*** Opening Given records ***
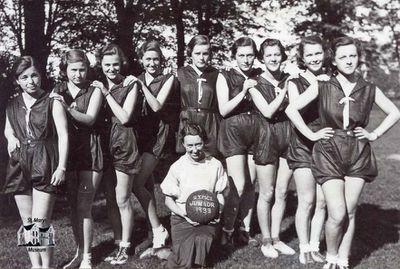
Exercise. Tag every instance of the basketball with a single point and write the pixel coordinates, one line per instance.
(202, 206)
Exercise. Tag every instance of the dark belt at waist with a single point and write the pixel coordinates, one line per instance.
(344, 132)
(199, 109)
(32, 141)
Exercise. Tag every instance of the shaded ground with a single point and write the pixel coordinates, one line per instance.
(376, 243)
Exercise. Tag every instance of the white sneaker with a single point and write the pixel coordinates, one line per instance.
(159, 237)
(86, 264)
(269, 251)
(283, 248)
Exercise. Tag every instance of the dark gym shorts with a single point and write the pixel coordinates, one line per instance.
(32, 166)
(343, 155)
(239, 134)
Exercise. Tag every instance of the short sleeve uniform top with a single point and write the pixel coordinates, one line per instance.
(122, 143)
(344, 154)
(84, 140)
(156, 133)
(199, 104)
(186, 176)
(239, 130)
(332, 101)
(279, 124)
(33, 163)
(300, 148)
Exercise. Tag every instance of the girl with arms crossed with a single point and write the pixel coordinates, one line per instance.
(156, 133)
(238, 136)
(121, 101)
(269, 96)
(311, 58)
(342, 156)
(85, 164)
(198, 95)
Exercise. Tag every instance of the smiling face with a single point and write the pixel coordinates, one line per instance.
(151, 62)
(77, 72)
(111, 66)
(313, 57)
(29, 80)
(194, 147)
(245, 57)
(346, 59)
(200, 56)
(272, 58)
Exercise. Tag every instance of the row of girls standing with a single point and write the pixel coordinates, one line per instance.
(112, 121)
(255, 126)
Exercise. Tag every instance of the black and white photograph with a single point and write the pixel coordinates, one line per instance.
(200, 134)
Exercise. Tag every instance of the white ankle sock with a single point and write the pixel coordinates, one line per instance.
(124, 244)
(314, 246)
(304, 248)
(158, 229)
(87, 256)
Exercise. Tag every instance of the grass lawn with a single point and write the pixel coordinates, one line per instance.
(376, 244)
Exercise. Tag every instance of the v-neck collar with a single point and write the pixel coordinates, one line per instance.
(306, 75)
(237, 69)
(360, 84)
(196, 70)
(64, 89)
(22, 100)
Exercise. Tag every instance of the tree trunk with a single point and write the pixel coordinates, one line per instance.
(177, 10)
(125, 26)
(35, 40)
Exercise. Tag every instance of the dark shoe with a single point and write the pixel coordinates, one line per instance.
(305, 258)
(242, 238)
(317, 257)
(226, 238)
(121, 257)
(329, 265)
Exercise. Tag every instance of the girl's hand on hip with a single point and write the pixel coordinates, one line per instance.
(361, 133)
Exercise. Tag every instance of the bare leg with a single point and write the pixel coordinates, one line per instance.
(123, 193)
(353, 188)
(249, 195)
(335, 201)
(305, 186)
(42, 210)
(318, 220)
(24, 204)
(236, 166)
(278, 209)
(88, 184)
(110, 181)
(147, 201)
(266, 180)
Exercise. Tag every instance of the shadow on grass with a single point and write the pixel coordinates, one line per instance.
(375, 227)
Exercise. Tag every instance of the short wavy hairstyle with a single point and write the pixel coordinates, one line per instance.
(72, 56)
(21, 64)
(193, 129)
(151, 45)
(111, 49)
(312, 40)
(270, 42)
(197, 40)
(243, 41)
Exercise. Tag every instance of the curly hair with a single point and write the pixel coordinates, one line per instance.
(198, 40)
(151, 45)
(193, 129)
(243, 41)
(312, 40)
(72, 56)
(270, 42)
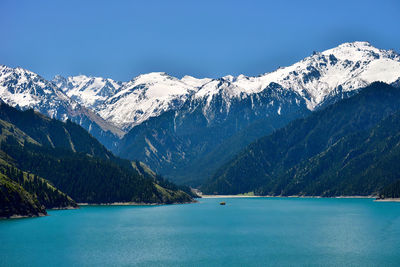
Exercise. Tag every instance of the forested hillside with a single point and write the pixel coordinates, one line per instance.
(319, 154)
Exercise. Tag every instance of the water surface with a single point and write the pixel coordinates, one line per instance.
(247, 231)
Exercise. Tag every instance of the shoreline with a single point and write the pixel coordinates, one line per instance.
(295, 196)
(132, 204)
(23, 216)
(387, 200)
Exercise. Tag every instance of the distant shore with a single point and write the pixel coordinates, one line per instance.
(252, 196)
(388, 200)
(131, 204)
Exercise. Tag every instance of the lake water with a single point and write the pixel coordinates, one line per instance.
(245, 232)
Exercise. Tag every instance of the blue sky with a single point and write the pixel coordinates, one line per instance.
(207, 38)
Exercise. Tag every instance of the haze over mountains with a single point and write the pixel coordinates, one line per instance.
(187, 128)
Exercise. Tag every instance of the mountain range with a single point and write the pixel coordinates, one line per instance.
(185, 129)
(46, 163)
(346, 149)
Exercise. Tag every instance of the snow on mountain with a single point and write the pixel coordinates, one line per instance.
(25, 89)
(147, 96)
(315, 78)
(350, 65)
(90, 92)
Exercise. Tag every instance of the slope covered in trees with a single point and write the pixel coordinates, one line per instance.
(317, 155)
(34, 147)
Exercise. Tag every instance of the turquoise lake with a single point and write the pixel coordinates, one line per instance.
(245, 232)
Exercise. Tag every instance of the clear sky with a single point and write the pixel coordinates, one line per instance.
(202, 38)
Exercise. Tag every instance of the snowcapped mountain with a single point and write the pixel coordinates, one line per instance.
(316, 79)
(90, 92)
(24, 89)
(176, 125)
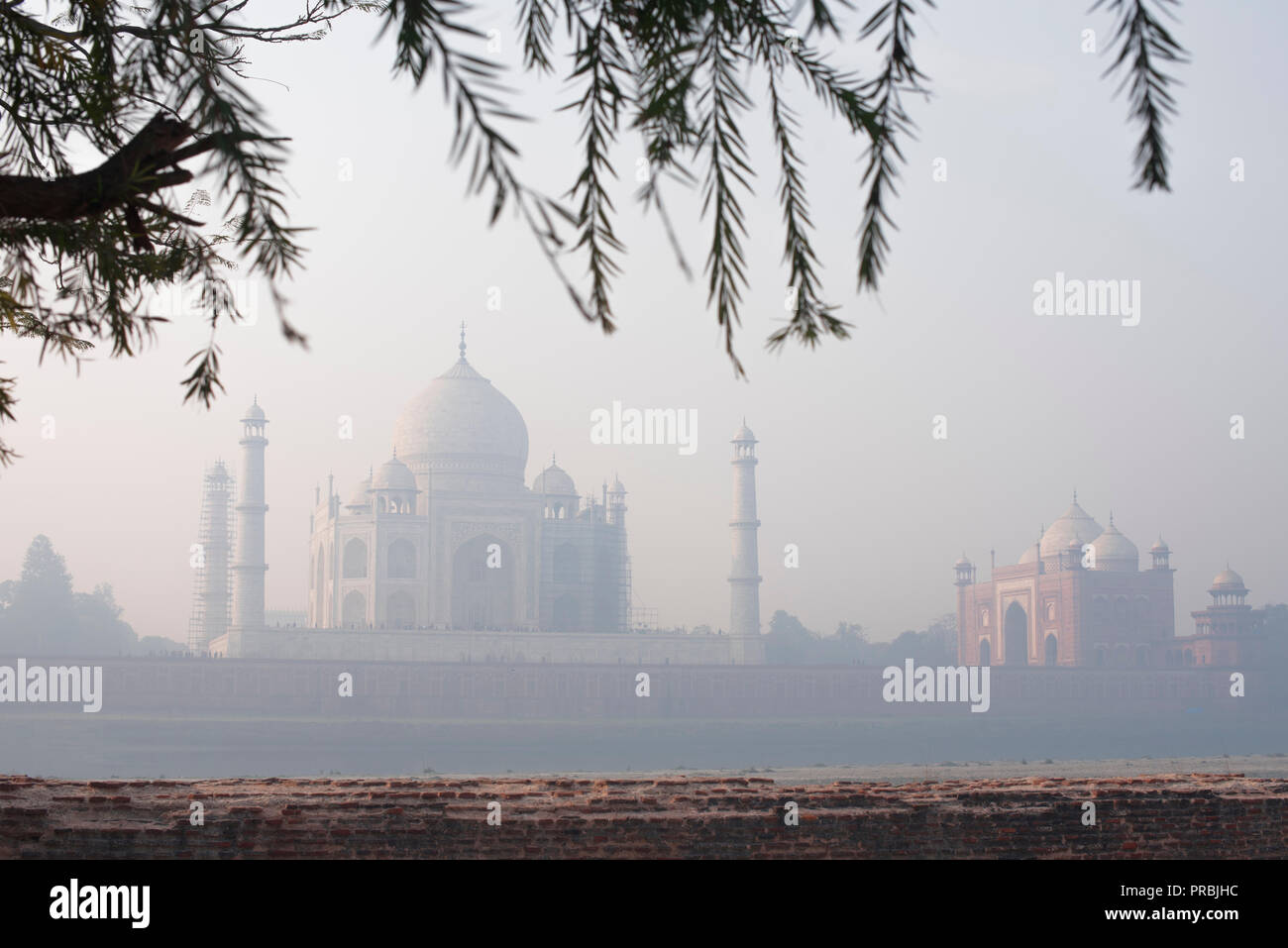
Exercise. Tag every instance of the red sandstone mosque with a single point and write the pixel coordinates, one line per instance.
(1078, 597)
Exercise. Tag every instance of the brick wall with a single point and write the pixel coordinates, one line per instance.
(1150, 817)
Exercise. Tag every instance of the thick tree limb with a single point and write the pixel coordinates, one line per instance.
(124, 176)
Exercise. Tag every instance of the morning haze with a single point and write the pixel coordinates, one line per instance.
(1037, 153)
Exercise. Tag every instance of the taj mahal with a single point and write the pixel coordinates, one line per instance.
(445, 553)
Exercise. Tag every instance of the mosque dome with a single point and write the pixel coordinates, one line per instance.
(1073, 524)
(1228, 579)
(1115, 552)
(393, 475)
(460, 424)
(554, 480)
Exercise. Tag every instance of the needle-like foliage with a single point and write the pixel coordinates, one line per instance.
(159, 91)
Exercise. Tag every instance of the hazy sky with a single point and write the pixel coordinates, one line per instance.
(1038, 156)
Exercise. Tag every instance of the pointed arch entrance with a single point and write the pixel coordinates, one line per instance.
(1016, 642)
(483, 583)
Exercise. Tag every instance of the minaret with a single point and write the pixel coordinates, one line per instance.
(211, 597)
(745, 574)
(249, 567)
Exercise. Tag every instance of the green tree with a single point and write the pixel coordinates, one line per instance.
(42, 614)
(154, 88)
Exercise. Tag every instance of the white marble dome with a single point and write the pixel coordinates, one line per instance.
(1115, 552)
(554, 480)
(462, 424)
(1073, 524)
(393, 475)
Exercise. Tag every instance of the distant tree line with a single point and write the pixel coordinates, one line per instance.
(791, 643)
(42, 614)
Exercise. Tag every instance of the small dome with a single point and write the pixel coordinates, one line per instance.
(554, 480)
(1115, 552)
(1228, 579)
(393, 475)
(1073, 524)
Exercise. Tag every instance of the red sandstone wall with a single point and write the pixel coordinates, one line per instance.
(597, 691)
(1150, 817)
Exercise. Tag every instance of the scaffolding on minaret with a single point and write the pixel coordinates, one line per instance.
(213, 590)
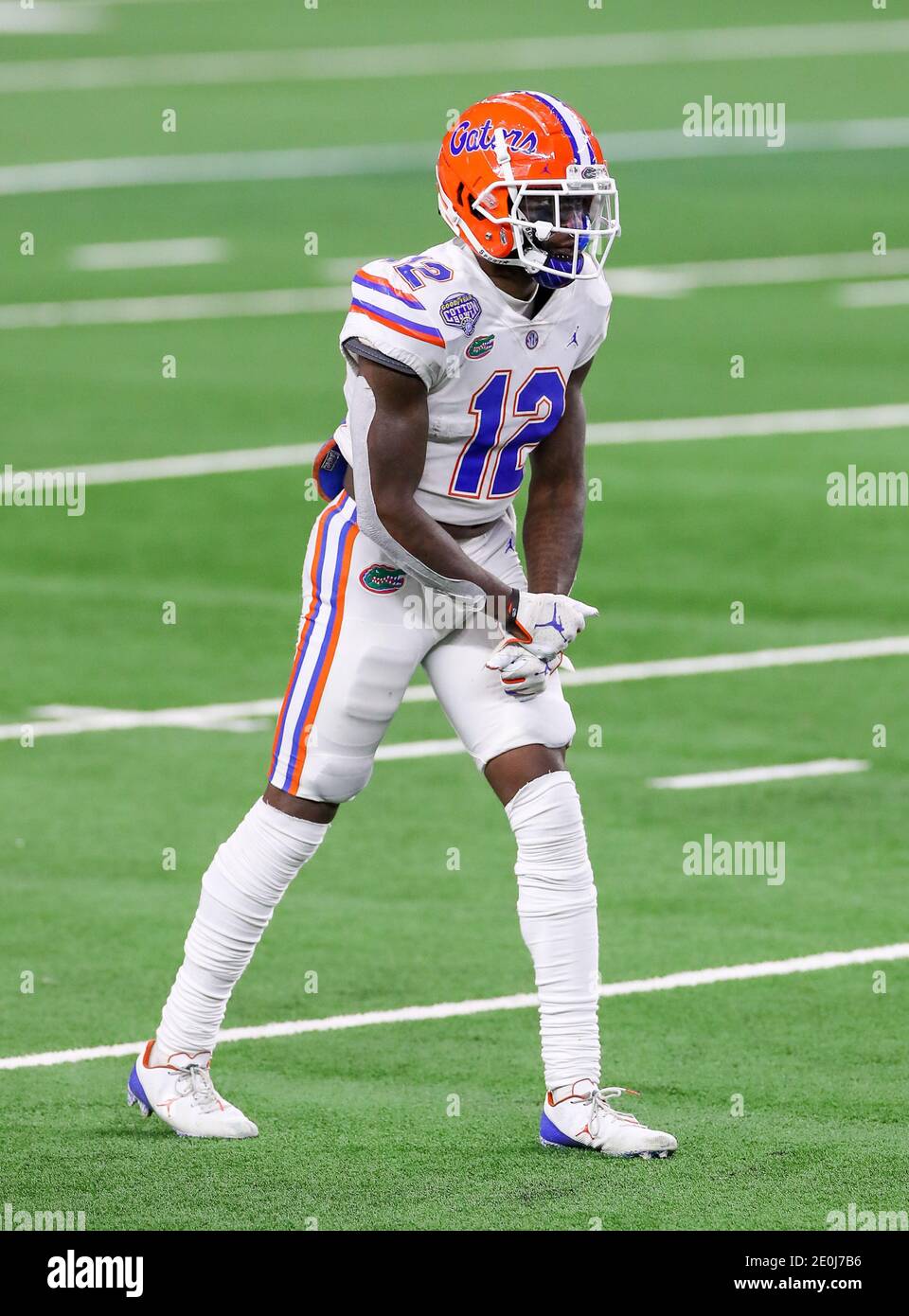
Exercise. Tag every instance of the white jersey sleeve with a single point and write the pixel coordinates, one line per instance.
(597, 320)
(388, 314)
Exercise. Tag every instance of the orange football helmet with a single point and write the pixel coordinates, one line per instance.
(521, 172)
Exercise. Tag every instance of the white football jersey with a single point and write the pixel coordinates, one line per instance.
(496, 380)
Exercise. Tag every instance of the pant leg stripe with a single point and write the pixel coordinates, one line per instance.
(327, 653)
(307, 628)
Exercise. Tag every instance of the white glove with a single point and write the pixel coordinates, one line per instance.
(523, 674)
(546, 623)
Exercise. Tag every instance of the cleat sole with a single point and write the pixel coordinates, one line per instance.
(135, 1095)
(624, 1156)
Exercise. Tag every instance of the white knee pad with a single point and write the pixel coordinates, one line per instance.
(557, 910)
(553, 869)
(241, 888)
(334, 778)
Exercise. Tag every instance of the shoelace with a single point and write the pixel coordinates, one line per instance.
(196, 1083)
(600, 1099)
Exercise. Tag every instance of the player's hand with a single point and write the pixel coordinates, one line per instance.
(546, 623)
(523, 674)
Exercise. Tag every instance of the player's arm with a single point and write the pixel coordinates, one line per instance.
(396, 451)
(554, 522)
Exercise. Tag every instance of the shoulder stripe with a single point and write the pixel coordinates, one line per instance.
(375, 283)
(406, 327)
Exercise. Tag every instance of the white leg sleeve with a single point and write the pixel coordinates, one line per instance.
(241, 888)
(557, 910)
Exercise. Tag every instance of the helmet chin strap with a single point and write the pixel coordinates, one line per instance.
(531, 258)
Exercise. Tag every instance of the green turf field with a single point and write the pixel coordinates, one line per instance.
(355, 1129)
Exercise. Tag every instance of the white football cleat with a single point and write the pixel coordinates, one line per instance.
(182, 1093)
(585, 1119)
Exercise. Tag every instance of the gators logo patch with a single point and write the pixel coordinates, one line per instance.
(482, 347)
(381, 579)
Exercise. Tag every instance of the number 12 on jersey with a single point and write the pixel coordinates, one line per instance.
(486, 462)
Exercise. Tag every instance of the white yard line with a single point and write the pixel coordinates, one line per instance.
(831, 420)
(668, 280)
(46, 19)
(671, 280)
(408, 157)
(68, 720)
(151, 254)
(493, 54)
(751, 775)
(607, 434)
(862, 295)
(492, 1005)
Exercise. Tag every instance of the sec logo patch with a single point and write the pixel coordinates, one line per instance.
(382, 579)
(482, 347)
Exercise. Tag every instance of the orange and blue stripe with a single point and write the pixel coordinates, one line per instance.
(330, 571)
(375, 283)
(425, 333)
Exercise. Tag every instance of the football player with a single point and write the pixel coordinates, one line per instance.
(465, 365)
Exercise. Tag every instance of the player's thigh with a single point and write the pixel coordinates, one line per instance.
(353, 662)
(486, 718)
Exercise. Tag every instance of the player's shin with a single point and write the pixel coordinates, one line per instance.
(241, 888)
(557, 910)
*** Closing Given records ***
## [What the exercise asks]
Exactly the lines from the one holding "Exercise. Tag every instance of the player's shin" through the end of the records above are to be returned, and nothing else.

## [Answer space]
Exercise. Tag every instance of the player's shin with a single point and write the pixel coordinates, one line per instance.
(241, 888)
(557, 910)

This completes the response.